Given text:
------------------------

One main thesis of this article is that, as a result of certain dynamics, which will be laid out, the school culture in German-speaking Switzerland-Kindergarten is currentlydeveloping in the direction of the traditional primary school culture, especially since in Switzerland the kindergarten forms a part of the primary school. When the time in the kindergarten – in the “pre-school” – is planned now, it is strongly influenced by the portent of preparing for school, since the kindergarten has been allocated to the 1st cycle (kindergarten to 2nd grade primary phase) within the context of the “curriculum 21” (a framing national curriculum in Switzerland). This also implies a perceived essential transition from free playtime to an ordered (curricular) learning time that runs according to plan within a specific school order (Röhner, 2009).
Following the reception of PISA, attempts have been made to accelerate the educational processes by frequently implicitly moving structures from the primary school forward to the kindergarten, in order to “gain time” (see below). This decreases the time for play, which is characterized as a learning mode through intrinsic motivation and self-determined time (Hauser, 2013). Official argument in the “curriculum 21” claims that the change from kindergarten to school learning should be a gradual one, aiming to keep up playful learning and even to transport some of it into primary school, but at the same time it portrays play as the element that must ultimately end in the development process of learning in favour of “systematized” school learning (D-EDK, 2014). So the implicit message is not “Keep up the play”, but quite the contrary: “The sooner play ends, the further, more advanced, your curriculum positions itself within the developmental axis of learning culture.”
This implicitly ambivalent status of play in the curriculum results in, or as a consequence, justifies more sequences in kindergarten that are planned right down to the last detail (Stamm, 2014; Hauser, 2013), intended to get the children “used to” instruction by teachers, instead of following their own curiosity (see also D-EDK, 2014). However, this aim of externalizing motivation should be perceived critically, since the motivation of children in school decreases (Angelone, Keller & Moser, 2013) in proportion to the way in which the alleged “seriousness” of school increases.
Is there a real threat of the paradox of over-formalized early support? Instead of the children being motivated for better and earlier learning, could the joy of learning be unintentionally diminished even earlier?
How exactly could that happen? There are a number of reasons found at different levels. We will deal with them in five steps during the course of the following discussion.

------------------------

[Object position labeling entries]

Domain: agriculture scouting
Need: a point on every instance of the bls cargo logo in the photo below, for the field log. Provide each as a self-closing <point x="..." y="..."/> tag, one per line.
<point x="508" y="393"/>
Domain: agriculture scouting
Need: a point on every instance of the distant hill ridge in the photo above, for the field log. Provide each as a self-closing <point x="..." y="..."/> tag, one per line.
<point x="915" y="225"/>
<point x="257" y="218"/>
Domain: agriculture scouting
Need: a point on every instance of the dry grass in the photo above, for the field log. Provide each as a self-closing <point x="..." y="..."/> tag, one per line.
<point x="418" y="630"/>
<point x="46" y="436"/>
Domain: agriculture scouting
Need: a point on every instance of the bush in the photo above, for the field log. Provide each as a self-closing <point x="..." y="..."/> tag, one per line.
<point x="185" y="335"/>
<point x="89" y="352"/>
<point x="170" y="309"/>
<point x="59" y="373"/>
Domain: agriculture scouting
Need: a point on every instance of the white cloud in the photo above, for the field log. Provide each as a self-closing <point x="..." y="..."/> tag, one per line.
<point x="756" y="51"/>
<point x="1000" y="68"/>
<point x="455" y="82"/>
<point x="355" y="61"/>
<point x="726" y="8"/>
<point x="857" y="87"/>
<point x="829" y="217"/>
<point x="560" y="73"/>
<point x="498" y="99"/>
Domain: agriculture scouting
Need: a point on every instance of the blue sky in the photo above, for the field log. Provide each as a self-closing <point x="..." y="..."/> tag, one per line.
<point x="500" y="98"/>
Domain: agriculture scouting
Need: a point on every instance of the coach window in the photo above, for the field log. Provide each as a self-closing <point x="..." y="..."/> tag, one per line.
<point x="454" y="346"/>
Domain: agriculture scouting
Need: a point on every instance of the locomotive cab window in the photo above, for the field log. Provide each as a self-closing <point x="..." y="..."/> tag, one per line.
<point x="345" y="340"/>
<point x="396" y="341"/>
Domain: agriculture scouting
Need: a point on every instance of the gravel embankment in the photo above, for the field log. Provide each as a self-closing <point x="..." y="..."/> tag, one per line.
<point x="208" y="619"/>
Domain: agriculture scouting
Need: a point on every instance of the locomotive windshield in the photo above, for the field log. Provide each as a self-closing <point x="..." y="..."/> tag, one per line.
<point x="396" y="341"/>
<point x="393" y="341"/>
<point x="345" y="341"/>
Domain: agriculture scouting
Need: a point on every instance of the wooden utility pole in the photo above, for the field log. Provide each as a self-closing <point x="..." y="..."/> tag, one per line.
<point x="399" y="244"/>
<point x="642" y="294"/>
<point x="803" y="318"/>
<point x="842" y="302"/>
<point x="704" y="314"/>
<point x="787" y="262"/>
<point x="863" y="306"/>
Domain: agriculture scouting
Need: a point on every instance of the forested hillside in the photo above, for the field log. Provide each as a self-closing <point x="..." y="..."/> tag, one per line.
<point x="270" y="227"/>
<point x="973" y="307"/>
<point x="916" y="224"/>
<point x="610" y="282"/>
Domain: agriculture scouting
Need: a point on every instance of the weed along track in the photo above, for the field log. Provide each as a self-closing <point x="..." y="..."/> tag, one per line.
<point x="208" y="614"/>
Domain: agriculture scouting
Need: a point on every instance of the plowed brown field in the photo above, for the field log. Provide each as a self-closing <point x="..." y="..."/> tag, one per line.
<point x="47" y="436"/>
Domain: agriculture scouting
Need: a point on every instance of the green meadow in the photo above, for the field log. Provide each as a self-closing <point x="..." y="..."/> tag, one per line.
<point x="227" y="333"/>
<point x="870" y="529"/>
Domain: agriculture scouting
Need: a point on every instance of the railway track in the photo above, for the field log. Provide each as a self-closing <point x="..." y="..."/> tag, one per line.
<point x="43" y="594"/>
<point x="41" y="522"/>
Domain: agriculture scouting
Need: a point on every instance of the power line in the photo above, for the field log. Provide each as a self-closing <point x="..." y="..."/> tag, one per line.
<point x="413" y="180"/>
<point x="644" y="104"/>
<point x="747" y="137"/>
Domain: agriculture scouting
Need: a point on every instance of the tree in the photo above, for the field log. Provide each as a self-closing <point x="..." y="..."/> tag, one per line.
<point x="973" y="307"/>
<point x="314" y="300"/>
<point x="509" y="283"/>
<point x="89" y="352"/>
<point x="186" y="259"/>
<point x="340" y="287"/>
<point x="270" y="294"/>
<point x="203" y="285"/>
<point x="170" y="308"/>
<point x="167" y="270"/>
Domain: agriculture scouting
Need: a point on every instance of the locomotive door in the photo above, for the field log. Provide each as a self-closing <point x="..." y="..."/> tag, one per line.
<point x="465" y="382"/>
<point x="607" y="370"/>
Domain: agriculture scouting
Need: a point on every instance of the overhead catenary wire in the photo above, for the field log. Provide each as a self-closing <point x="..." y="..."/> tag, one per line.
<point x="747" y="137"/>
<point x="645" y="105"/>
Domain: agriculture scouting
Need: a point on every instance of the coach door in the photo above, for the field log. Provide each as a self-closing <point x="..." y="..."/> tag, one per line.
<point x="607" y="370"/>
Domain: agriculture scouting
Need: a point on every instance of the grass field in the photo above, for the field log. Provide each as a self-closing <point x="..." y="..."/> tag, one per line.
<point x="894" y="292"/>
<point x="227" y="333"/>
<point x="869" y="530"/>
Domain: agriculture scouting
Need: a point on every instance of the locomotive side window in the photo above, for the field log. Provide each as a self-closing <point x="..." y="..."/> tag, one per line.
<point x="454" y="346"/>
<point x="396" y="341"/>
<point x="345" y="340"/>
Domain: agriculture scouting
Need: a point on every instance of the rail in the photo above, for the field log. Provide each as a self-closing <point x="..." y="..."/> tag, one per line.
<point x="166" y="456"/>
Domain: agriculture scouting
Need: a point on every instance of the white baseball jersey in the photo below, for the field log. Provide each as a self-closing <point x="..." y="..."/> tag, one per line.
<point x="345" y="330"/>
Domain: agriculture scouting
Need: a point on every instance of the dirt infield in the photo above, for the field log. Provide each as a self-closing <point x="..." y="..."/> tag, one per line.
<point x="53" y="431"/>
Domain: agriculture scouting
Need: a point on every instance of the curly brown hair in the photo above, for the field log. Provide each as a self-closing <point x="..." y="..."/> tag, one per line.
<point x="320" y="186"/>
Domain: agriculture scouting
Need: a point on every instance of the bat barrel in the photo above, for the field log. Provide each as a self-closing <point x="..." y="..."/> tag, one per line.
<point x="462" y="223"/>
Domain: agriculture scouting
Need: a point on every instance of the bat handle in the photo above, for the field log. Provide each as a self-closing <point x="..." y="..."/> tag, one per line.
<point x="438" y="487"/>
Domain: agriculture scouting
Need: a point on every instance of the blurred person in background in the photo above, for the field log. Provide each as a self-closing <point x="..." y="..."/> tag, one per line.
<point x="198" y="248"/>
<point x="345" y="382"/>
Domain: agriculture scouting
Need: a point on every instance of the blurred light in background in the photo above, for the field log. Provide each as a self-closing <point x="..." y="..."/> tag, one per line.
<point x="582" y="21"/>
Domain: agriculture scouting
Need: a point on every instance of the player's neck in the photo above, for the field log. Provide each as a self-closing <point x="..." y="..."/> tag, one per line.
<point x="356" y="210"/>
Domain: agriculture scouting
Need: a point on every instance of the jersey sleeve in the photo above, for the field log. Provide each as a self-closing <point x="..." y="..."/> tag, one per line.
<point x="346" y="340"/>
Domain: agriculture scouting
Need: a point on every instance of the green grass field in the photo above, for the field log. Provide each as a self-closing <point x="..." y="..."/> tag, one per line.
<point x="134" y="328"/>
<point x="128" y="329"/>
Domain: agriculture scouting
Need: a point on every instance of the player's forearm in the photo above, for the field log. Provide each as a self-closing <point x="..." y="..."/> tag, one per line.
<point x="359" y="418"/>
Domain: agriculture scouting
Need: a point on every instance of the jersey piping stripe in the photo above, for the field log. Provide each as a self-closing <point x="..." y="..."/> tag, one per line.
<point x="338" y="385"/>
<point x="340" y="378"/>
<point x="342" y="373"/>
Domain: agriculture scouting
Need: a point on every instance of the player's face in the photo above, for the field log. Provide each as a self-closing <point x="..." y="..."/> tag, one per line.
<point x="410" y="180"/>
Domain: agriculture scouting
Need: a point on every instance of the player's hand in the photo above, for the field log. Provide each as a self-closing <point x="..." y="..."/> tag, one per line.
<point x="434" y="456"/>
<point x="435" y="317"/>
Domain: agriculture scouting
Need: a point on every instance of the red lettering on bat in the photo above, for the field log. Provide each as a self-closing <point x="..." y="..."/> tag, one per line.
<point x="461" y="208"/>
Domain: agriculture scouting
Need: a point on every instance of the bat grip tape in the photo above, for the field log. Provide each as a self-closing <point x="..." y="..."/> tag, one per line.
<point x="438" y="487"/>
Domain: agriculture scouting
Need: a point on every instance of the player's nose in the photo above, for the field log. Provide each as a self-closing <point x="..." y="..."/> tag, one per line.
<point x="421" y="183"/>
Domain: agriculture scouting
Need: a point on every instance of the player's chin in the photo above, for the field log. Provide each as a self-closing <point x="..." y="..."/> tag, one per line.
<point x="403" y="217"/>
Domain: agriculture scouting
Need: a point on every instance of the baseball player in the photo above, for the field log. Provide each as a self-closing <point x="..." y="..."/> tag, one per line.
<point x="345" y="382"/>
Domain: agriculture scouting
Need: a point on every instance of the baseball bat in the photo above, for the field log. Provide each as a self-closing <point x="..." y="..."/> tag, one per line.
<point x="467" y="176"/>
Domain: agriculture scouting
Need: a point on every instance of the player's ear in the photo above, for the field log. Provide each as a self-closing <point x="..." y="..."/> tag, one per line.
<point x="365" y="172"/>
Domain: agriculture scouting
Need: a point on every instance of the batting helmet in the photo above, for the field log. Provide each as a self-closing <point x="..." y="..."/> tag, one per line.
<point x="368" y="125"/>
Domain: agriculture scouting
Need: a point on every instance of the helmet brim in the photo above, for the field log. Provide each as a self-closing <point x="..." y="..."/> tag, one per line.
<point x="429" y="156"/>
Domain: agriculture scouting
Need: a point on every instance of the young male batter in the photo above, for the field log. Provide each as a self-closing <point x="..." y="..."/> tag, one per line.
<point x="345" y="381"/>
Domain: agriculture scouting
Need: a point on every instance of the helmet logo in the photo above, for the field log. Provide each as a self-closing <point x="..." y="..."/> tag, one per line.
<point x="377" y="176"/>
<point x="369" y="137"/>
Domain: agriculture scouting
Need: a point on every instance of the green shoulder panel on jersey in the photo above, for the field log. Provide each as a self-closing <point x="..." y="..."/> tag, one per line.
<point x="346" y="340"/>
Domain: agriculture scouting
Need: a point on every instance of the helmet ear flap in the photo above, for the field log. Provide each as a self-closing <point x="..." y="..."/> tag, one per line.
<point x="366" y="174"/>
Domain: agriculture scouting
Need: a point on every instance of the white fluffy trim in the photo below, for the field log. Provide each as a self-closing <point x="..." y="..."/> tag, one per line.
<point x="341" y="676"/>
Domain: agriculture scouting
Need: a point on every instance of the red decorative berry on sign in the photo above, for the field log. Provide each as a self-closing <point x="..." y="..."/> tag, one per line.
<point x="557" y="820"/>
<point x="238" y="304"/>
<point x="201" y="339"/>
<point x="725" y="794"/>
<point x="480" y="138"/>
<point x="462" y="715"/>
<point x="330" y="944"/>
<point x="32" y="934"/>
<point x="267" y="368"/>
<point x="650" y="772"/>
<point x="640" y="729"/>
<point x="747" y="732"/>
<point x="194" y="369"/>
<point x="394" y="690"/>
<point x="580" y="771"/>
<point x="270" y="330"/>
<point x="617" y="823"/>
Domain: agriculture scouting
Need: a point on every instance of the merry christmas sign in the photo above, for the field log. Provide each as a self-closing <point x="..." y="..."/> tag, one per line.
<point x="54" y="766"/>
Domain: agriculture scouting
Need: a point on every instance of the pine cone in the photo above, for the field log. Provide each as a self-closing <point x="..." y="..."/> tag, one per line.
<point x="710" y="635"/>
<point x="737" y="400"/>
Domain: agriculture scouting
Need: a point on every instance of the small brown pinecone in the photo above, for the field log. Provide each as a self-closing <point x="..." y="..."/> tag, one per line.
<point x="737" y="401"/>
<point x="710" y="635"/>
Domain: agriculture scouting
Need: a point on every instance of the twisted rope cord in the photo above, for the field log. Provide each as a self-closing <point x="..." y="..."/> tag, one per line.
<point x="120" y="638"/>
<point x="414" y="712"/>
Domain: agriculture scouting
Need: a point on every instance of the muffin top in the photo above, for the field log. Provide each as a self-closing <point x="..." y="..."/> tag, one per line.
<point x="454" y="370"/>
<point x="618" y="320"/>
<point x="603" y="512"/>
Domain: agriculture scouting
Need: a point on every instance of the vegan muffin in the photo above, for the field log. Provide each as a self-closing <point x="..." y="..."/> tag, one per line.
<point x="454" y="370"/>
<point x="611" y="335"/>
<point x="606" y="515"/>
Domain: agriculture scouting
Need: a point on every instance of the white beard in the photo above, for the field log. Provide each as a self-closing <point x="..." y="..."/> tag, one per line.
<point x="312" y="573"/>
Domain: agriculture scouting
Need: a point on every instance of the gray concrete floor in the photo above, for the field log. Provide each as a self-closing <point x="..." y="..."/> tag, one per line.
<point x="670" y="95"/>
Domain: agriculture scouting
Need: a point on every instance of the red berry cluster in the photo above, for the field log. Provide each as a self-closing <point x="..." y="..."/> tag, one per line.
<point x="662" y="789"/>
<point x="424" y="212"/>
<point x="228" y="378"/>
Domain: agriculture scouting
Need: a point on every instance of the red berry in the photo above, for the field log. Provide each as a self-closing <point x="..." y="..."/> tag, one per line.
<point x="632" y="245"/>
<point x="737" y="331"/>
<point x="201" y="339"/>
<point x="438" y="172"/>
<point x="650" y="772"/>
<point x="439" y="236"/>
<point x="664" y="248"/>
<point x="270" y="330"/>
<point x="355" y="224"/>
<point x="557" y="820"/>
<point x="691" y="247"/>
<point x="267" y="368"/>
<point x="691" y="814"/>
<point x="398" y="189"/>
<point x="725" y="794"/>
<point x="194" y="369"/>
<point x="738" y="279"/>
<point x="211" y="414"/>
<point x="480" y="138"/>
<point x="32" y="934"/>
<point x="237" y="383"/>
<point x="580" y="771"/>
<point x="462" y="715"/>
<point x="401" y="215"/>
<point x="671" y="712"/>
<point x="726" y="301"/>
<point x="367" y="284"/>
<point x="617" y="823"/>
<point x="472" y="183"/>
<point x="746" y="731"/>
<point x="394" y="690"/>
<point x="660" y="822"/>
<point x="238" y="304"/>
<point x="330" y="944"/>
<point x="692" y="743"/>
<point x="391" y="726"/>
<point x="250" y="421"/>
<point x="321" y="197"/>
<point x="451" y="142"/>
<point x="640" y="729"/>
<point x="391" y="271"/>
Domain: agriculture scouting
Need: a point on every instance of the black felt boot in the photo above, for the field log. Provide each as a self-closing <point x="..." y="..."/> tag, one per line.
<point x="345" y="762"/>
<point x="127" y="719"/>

------------------------

Directives:
- a) Output the part of the kindergarten passage starting with "This implicitly ambivalent" and going on through "of school increases.".
- b) In the kindergarten passage, which cycle of the "curriculum 21" has the kindergarten been allocated to?
- c) List every distinct parenthetical source citation, with author and year, that appears in the kindergarten passage.
The records are not needed for this work.

Written responses:
- a)
This implicitly ambivalent status of play in the curriculum results in, or as a consequence, justifies more sequences in kindergarten that are planned right down to the last detail (Stamm, 2014; Hauser, 2013), intended to get the children “used to” instruction by teachers, instead of following their own curiosity (see also D-EDK, 2014). However, this aim of externalizing motivation should be perceived critically, since the motivation of children in school decreases (Angelone, Keller & Moser, 2013) in proportion to the way in which the alleged “seriousness” of school increases.

- b) The 1st cycle, which runs from kindergarten to the 2nd grade primary phase.

- c)
Röhner, 2009
Hauser, 2013
D-EDK, 2014
Stamm, 2014
Angelone, Keller & Moser, 2013